# EXTRACTED ENTRIES
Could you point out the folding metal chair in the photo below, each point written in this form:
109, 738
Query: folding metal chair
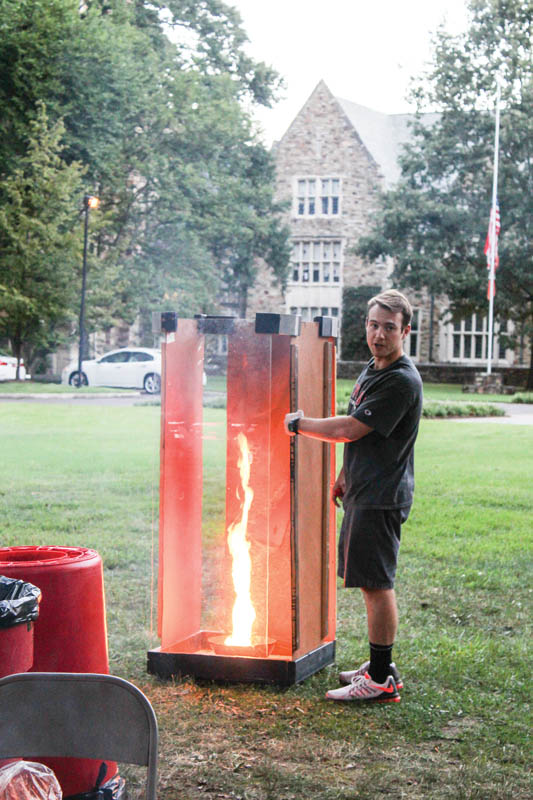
80, 715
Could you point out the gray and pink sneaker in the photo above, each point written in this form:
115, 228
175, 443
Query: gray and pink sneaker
363, 689
347, 677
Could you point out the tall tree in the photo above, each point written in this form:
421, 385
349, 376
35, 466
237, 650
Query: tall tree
163, 128
435, 221
39, 243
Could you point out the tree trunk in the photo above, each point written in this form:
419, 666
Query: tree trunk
529, 384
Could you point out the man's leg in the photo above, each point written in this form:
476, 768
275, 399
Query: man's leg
382, 616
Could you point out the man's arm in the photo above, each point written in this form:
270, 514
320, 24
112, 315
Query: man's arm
339, 488
329, 429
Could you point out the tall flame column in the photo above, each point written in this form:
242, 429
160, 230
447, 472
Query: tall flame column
249, 596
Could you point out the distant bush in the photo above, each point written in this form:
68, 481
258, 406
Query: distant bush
439, 409
522, 397
436, 409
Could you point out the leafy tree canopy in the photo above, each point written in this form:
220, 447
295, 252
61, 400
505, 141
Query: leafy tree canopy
39, 246
162, 128
434, 222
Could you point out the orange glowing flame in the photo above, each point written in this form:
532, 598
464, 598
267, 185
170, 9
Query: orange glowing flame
239, 546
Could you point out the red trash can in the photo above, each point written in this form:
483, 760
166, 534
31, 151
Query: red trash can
70, 634
19, 608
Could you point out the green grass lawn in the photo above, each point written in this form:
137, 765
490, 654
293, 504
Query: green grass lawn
88, 477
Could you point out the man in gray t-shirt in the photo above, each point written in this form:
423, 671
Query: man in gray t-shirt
376, 485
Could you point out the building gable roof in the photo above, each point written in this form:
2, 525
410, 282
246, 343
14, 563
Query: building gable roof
382, 135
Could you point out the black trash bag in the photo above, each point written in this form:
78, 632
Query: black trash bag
19, 602
113, 789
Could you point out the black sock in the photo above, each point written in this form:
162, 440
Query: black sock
380, 659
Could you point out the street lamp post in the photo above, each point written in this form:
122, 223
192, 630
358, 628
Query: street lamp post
89, 201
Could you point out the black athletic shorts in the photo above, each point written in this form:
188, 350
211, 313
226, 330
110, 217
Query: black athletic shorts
368, 546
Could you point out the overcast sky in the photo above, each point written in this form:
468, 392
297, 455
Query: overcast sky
366, 51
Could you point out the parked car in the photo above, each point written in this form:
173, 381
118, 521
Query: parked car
8, 369
128, 368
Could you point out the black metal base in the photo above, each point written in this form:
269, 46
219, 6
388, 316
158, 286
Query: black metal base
238, 669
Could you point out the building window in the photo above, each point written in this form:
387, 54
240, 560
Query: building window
318, 196
412, 342
469, 339
317, 261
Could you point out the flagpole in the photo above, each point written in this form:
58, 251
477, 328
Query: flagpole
492, 276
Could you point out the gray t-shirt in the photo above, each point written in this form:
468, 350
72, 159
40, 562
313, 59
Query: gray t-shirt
379, 468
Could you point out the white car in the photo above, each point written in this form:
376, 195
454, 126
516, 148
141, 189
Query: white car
8, 369
128, 368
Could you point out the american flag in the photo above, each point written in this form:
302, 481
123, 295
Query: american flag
490, 245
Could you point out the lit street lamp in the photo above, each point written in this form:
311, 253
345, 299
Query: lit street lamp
89, 201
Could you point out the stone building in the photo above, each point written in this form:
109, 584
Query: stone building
331, 163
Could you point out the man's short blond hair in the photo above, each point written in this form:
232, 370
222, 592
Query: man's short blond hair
393, 301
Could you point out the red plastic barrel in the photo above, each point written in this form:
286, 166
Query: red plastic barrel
16, 649
70, 634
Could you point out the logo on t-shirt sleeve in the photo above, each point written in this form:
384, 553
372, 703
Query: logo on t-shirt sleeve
357, 395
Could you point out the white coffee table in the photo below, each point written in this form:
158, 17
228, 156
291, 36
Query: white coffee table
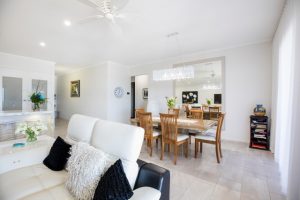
17, 157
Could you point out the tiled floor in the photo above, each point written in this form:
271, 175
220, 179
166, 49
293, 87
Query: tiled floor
243, 173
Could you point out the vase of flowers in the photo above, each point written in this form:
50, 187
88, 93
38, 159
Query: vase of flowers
171, 102
31, 130
37, 98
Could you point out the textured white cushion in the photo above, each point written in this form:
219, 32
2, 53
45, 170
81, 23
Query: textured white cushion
123, 141
86, 166
181, 137
80, 128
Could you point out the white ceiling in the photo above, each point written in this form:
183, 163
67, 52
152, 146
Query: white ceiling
140, 37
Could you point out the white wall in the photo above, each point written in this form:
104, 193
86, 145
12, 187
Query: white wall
97, 98
118, 108
286, 97
247, 82
28, 69
93, 92
141, 81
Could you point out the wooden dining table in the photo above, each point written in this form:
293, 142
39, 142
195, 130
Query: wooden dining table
185, 123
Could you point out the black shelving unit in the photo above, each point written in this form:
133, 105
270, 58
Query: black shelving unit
259, 132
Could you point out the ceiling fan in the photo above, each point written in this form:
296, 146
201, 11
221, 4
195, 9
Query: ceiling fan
109, 9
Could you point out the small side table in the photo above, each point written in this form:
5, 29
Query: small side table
17, 157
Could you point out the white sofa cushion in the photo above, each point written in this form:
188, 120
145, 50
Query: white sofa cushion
123, 141
86, 166
80, 128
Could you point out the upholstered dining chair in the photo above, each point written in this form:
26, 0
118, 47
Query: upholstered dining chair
187, 110
174, 111
145, 120
195, 114
214, 113
170, 135
211, 136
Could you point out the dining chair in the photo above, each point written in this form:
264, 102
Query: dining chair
174, 111
170, 135
214, 113
211, 136
146, 123
138, 111
187, 111
195, 114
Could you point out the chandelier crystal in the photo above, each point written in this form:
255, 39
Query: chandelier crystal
178, 73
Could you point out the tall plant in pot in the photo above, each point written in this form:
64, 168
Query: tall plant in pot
31, 129
37, 98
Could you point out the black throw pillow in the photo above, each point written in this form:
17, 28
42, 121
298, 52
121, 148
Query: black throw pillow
58, 155
114, 184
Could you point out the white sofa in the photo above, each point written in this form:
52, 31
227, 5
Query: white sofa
23, 176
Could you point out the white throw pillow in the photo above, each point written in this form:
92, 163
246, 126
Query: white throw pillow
86, 166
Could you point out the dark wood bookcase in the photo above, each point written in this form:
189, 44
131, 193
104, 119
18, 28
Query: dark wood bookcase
259, 132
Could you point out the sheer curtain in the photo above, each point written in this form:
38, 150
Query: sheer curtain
284, 43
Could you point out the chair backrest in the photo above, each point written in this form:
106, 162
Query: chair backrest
197, 114
146, 123
168, 127
205, 107
219, 126
138, 111
187, 110
214, 112
174, 111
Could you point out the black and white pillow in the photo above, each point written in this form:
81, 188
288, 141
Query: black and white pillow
114, 184
58, 155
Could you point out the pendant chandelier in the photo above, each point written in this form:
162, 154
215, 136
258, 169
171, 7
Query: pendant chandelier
178, 73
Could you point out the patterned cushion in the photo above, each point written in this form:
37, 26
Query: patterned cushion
114, 185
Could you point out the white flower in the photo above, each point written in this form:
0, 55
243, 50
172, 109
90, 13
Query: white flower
36, 127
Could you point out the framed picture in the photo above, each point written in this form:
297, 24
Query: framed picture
75, 88
190, 97
145, 93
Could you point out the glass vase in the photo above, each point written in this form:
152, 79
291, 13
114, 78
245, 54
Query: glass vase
35, 107
31, 138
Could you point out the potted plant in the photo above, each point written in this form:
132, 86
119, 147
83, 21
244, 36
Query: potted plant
37, 98
171, 102
31, 130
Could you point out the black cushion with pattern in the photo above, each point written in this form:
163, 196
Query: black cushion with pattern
114, 184
58, 155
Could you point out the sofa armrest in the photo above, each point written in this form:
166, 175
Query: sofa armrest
151, 175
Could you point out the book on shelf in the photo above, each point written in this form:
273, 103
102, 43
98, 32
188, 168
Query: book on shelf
260, 131
260, 136
262, 126
258, 146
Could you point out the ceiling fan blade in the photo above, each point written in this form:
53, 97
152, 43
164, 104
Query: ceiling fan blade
93, 17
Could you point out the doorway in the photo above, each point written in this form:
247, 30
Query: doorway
139, 93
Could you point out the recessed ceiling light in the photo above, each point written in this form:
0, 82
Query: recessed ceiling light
42, 44
67, 23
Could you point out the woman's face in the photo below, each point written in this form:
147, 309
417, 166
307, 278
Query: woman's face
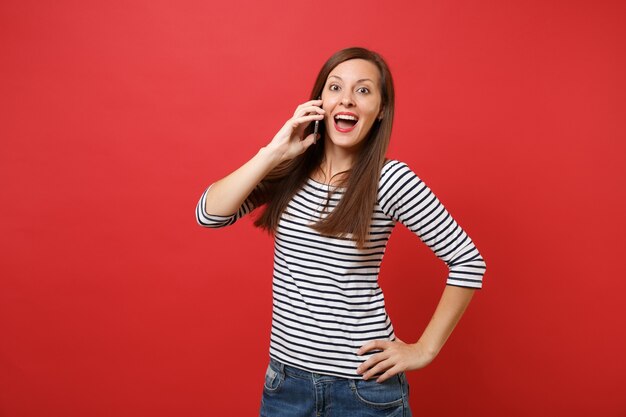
352, 101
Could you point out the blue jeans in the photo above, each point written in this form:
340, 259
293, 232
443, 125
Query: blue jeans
292, 392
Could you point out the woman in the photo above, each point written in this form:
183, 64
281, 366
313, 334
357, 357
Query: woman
332, 200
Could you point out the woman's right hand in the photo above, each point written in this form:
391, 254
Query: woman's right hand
289, 141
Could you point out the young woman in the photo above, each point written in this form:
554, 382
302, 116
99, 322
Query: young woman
332, 200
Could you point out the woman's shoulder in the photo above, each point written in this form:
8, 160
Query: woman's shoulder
394, 168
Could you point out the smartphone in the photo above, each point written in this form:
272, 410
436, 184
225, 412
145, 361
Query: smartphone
317, 124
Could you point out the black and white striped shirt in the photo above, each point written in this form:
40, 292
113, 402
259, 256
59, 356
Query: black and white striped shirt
327, 301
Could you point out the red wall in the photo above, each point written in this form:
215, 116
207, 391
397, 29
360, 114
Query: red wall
116, 115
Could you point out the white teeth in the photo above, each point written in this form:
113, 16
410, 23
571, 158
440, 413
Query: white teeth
346, 117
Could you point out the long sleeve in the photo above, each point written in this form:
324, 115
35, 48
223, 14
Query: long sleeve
405, 198
205, 219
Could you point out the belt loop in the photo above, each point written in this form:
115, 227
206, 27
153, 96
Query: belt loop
279, 365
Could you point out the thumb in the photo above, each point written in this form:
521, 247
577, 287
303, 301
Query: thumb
309, 140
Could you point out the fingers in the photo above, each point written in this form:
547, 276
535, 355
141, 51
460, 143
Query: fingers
298, 121
373, 345
309, 107
394, 370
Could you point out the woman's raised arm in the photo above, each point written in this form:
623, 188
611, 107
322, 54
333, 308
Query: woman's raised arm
226, 195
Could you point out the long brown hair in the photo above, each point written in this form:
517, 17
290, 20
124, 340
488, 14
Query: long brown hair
352, 216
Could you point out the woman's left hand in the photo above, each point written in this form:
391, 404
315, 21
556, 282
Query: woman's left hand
395, 357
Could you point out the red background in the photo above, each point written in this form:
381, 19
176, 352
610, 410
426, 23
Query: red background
116, 115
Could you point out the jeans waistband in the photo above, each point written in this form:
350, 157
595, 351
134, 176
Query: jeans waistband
301, 373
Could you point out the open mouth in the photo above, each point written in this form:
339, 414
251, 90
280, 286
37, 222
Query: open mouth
345, 122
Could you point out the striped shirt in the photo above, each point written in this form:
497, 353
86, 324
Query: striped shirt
326, 299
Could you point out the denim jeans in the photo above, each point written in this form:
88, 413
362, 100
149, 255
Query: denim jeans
292, 392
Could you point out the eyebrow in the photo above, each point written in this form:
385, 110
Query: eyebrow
358, 81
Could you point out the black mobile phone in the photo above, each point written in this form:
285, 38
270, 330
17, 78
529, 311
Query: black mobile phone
317, 124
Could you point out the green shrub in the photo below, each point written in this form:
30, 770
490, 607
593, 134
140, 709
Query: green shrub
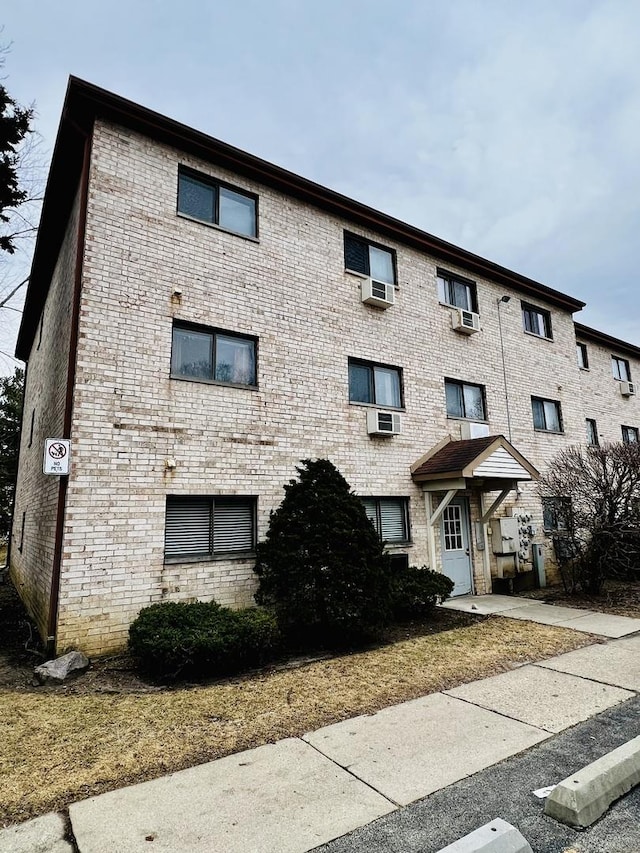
201, 639
415, 592
322, 566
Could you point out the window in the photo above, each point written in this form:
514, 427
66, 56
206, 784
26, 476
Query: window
464, 400
546, 415
592, 432
366, 258
207, 200
556, 513
583, 356
375, 383
213, 355
457, 291
536, 321
620, 368
390, 518
203, 527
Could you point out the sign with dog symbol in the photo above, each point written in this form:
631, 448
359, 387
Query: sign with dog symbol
56, 456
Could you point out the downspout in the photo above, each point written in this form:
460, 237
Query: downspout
7, 565
54, 596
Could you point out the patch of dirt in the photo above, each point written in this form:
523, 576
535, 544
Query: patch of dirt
618, 597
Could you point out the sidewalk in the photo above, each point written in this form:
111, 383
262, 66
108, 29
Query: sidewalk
299, 793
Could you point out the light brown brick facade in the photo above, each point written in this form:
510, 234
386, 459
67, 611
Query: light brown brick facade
290, 290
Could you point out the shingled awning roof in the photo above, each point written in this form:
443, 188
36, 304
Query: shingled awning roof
491, 457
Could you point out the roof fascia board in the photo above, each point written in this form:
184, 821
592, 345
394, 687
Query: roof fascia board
608, 341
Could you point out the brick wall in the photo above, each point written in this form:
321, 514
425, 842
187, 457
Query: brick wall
44, 402
291, 291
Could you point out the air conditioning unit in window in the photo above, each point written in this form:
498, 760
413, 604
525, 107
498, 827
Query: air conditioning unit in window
470, 429
383, 423
378, 293
466, 322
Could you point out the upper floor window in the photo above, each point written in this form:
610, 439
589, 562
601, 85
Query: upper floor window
208, 200
464, 400
546, 415
198, 528
369, 259
620, 369
536, 321
390, 517
583, 356
378, 384
456, 291
212, 355
556, 513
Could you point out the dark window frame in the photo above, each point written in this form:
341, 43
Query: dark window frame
213, 554
460, 384
360, 362
557, 511
406, 518
582, 354
216, 184
358, 238
213, 332
593, 439
558, 406
450, 278
529, 309
616, 361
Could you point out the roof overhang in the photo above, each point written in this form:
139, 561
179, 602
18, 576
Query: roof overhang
488, 464
84, 103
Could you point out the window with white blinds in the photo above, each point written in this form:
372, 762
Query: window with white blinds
389, 517
203, 527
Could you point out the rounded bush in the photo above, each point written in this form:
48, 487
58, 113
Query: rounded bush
201, 639
416, 591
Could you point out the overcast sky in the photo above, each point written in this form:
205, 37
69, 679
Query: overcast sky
511, 129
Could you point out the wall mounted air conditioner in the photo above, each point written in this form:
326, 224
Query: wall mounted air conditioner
378, 293
383, 423
471, 429
466, 322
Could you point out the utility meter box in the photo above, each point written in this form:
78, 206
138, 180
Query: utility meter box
505, 536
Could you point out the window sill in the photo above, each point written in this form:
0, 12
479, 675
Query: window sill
457, 307
212, 382
217, 227
363, 275
210, 558
377, 406
468, 420
539, 337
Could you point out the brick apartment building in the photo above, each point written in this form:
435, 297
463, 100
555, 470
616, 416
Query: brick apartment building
198, 321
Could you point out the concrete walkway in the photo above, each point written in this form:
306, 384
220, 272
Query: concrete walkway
587, 621
299, 793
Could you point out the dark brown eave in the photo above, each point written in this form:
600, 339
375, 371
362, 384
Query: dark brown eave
85, 102
615, 344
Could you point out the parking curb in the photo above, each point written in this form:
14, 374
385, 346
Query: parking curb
583, 797
497, 836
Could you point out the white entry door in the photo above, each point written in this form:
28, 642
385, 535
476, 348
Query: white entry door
456, 559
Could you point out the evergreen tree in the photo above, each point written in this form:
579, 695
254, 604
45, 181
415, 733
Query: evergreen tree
322, 565
14, 126
11, 388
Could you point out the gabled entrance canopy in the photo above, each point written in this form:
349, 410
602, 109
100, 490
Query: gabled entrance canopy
491, 458
489, 464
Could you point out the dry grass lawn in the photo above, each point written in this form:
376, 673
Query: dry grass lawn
61, 747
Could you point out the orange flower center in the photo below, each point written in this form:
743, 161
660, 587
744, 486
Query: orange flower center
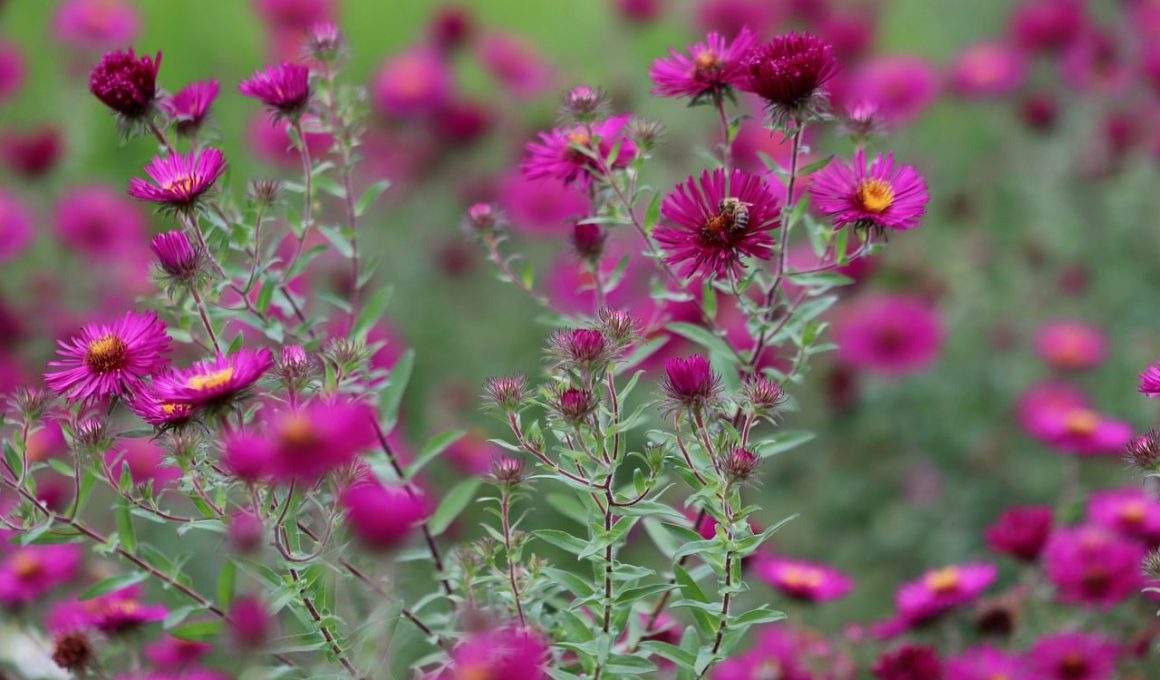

# YOUR INSTRUCTIONS
Starting at the line that contains "Could you point out the brick apartment", please write out every line to the end of the entries, inclusive, copied exactly and with pictures omitted.

# EXERCISE ANSWER
Could you point out the brick apartment building in the photo above, each point written in this form:
435, 297
463, 100
555, 470
616, 416
Query: brick apartment building
198, 321
Could you point out the concrete walkway in the photo above, each point written in this form:
306, 384
220, 272
Query: concrete walkway
587, 621
299, 793
Could you point out the dark brown eave in the photo above, each point written in this form:
600, 339
375, 371
362, 384
Query: dark brown eave
85, 102
615, 344
Could you point out the parking curb in the photo above, each point written in this form:
14, 374
385, 346
Query: parking curb
583, 797
497, 836
Could you point out the white entry door in the photo above, each point written in this form:
28, 642
385, 535
476, 348
Query: white entry door
456, 559
Could you point out the evergreen tree in the photo above, each point written in this form:
579, 695
254, 604
45, 181
415, 733
Query: evergreen tree
322, 565
14, 126
11, 388
Could you point out the gabled entrance canopy in the photo above, each point written in this form:
349, 410
602, 109
100, 490
Query: gabled entrance canopy
491, 458
489, 464
Could you point out the dry grass lawn in the photo above, each point written in this form:
376, 673
Query: dry grass lawn
61, 747
Could you point out the orange flower center in the photo below, each point written in this form:
743, 161
660, 587
744, 486
Query: orange flower center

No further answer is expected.